• [EXTRACTED RECORDS]:

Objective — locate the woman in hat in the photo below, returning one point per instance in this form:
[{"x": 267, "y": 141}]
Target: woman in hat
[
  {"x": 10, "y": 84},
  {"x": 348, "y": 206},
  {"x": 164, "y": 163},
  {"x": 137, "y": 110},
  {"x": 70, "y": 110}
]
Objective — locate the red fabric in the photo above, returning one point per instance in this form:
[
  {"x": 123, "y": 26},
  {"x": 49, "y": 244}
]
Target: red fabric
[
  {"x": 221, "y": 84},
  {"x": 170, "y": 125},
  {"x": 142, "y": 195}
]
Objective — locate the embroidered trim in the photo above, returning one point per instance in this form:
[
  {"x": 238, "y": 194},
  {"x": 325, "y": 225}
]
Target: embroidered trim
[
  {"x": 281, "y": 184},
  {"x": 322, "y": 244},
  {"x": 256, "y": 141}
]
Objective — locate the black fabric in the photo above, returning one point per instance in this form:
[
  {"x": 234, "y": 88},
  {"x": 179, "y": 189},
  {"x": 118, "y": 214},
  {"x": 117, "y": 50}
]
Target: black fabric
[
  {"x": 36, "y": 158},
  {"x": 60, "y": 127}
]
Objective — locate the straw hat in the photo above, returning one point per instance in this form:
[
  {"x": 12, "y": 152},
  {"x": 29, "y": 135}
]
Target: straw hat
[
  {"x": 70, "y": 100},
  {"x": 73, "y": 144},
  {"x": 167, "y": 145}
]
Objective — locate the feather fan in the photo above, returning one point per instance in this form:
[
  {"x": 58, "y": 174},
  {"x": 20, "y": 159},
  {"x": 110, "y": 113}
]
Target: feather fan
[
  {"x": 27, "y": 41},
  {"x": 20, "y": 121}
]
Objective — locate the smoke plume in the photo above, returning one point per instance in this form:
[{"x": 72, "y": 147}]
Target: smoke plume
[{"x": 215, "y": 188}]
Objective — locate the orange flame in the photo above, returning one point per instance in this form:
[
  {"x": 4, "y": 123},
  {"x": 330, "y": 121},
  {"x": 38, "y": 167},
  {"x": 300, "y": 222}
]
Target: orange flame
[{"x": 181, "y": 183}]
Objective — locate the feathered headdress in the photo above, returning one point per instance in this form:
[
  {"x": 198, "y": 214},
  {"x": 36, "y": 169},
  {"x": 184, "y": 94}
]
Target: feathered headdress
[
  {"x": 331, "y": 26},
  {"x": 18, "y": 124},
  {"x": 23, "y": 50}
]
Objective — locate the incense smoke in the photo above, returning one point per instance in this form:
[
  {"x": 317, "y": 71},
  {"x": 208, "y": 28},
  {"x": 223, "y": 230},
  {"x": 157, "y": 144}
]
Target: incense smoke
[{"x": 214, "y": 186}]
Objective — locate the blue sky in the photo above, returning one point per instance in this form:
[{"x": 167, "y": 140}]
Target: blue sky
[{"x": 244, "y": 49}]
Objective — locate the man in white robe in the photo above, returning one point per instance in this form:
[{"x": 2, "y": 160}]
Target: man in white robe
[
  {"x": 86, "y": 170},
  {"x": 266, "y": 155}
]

• [BRIEF]:
Reproduce all of the material above word for word, line by line, without changing anything.

• [TASK RESULT]:
Objective — locate the woman in hat in the photo below, returning one point per instance in this form:
[{"x": 267, "y": 141}]
Target: woman in hat
[
  {"x": 10, "y": 84},
  {"x": 348, "y": 206},
  {"x": 164, "y": 163},
  {"x": 137, "y": 110},
  {"x": 70, "y": 110}
]
Objective — locate the red fabric in the photo above, returning one point per instance in this form:
[
  {"x": 123, "y": 26},
  {"x": 49, "y": 244}
]
Target: red fabric
[
  {"x": 221, "y": 84},
  {"x": 170, "y": 125},
  {"x": 142, "y": 195}
]
Objective — locate the embroidered trim in the photo above, returning one point per instance in this form:
[
  {"x": 238, "y": 194},
  {"x": 325, "y": 225}
]
Target: embroidered trim
[
  {"x": 281, "y": 184},
  {"x": 322, "y": 244},
  {"x": 256, "y": 141}
]
Objective — locate the black fabric in the photo above, returning one point per instance in this form:
[
  {"x": 234, "y": 88},
  {"x": 179, "y": 189},
  {"x": 118, "y": 214},
  {"x": 117, "y": 50}
]
Target: black fabric
[
  {"x": 36, "y": 158},
  {"x": 60, "y": 127}
]
Objective — locate the straw hat in the photo above, returning one point per instance in this form:
[
  {"x": 12, "y": 152},
  {"x": 29, "y": 135}
]
Target: straw hat
[
  {"x": 70, "y": 100},
  {"x": 73, "y": 144},
  {"x": 167, "y": 145}
]
Objective — locate the feather fan in the photo above, returning one point per instance in this form:
[
  {"x": 58, "y": 174},
  {"x": 20, "y": 159},
  {"x": 110, "y": 113}
]
Target: feather fan
[
  {"x": 27, "y": 41},
  {"x": 20, "y": 121}
]
Objective — locate the smoke plume in the photo above, returning one point per instance in this form:
[{"x": 72, "y": 147}]
Target: smoke plume
[{"x": 215, "y": 188}]
Objective — locate the orange flame in the photo above, returning one point per instance in this form:
[
  {"x": 4, "y": 123},
  {"x": 330, "y": 121},
  {"x": 38, "y": 167},
  {"x": 300, "y": 222}
]
Target: orange flame
[{"x": 181, "y": 183}]
Objective — locate the feathered headdress in the photo above, returning one point per instance in this form:
[
  {"x": 198, "y": 214},
  {"x": 36, "y": 169},
  {"x": 184, "y": 94}
]
Target: feathered headdress
[
  {"x": 331, "y": 26},
  {"x": 18, "y": 124},
  {"x": 23, "y": 50}
]
Objective — locate the incense smoke in the photo above, returning one point per instance in this form:
[
  {"x": 317, "y": 71},
  {"x": 208, "y": 28},
  {"x": 223, "y": 230},
  {"x": 157, "y": 144}
]
Target: incense smoke
[{"x": 214, "y": 186}]
Objective — locate the blue sky in the photo above, returning one point per instance in this form:
[{"x": 167, "y": 140}]
Target: blue sky
[{"x": 244, "y": 49}]
Objective — locate the man in white robe in the photo above, returning one point per instance in this form:
[{"x": 2, "y": 160}]
Target: man in white robe
[
  {"x": 86, "y": 170},
  {"x": 266, "y": 155}
]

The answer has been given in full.